**Problem**
Starting at the top line, return each entry word for word.

**Stored entries**
--------------------

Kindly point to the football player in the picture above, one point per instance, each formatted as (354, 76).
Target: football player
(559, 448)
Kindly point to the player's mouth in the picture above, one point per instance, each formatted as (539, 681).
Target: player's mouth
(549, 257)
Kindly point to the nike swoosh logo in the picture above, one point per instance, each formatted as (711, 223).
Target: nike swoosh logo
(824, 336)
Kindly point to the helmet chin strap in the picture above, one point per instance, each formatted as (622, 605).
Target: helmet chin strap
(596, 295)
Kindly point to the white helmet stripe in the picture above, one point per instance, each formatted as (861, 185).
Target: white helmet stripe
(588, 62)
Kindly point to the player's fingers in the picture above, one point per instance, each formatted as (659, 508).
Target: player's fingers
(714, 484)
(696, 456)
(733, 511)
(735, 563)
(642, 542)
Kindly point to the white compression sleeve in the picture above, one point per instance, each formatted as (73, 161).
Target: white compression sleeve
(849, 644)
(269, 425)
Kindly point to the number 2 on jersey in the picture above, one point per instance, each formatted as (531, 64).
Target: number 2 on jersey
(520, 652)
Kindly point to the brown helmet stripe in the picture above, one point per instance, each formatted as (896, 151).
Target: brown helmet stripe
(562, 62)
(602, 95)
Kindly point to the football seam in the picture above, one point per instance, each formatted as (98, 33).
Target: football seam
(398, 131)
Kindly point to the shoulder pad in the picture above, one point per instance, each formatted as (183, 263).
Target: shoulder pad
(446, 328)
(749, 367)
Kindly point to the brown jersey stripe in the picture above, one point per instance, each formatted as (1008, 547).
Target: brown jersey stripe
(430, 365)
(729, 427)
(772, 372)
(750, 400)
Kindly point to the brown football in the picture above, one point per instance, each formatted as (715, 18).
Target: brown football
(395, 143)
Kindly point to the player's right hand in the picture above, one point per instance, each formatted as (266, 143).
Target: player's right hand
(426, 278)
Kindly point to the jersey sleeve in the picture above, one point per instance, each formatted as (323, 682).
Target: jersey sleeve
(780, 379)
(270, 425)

--------------------

**Exercise solution**
Kindly point to the football player in the picture above, one point per instance, each formatted as (354, 76).
Target: football player
(559, 448)
Kindly point to the player's mouth in the picture above, one point per instance, each formatted as (539, 681).
Target: player's mouth
(549, 257)
Kindly point to the nike swoosh logo in the picture above, one point per instance, each formatted as (711, 223).
Target: nike swoosh logo
(824, 336)
Kindly point to the helmet chin strap in the picture above, one point per instance, each formatted as (622, 605).
Target: helmet chin strap
(596, 295)
Kindly point to the white helmet stripe in the picture above, one point per instance, each formatted as (861, 185).
Target: white helmet stripe
(588, 62)
Kindly point to the player's fingers in the picture above, one point per instance, each formatted as (659, 508).
Target: player's fingers
(714, 484)
(696, 456)
(733, 511)
(735, 563)
(642, 542)
Kindly point to the white compression sleeve in the picture above, one point per instance, each formatted as (73, 161).
Target: white compression sleeve
(849, 644)
(269, 425)
Kindly point to the number 2 on jersey in the picture above, one point per instance, each formatted as (531, 64).
Target: number 2 on jersey
(520, 652)
Kindly point to the brown helmet stripe in the picture above, one point per instance, each formatted as (896, 151).
Target: brown helmet stripe
(562, 62)
(602, 95)
Kindly point to the football seam in the picture above, one point per instance, each formatted as (98, 33).
Target: football seam
(398, 131)
Kindly point to the shoulder pad in the picture above, one point per instance, each formatted as (183, 263).
Target: shoulder pad
(446, 328)
(749, 367)
Kindly point to the brown jersey stripe in the picture above, one point per instance, each formatted as (1008, 547).
Target: brown jersey stripe
(430, 365)
(729, 427)
(772, 372)
(750, 400)
Kindly point to the brown football in the picture above, one point per instance, each formatted as (715, 18).
Target: brown football
(395, 143)
Kindly point to the player's right hand in the picture above, one point per instance, each formatted as (266, 143).
Target: player's right hand
(426, 278)
Kindly point to the jersey sleeve in the picture above, one point per instance, each formatted as (323, 682).
Target: jersey sleeve
(780, 379)
(270, 425)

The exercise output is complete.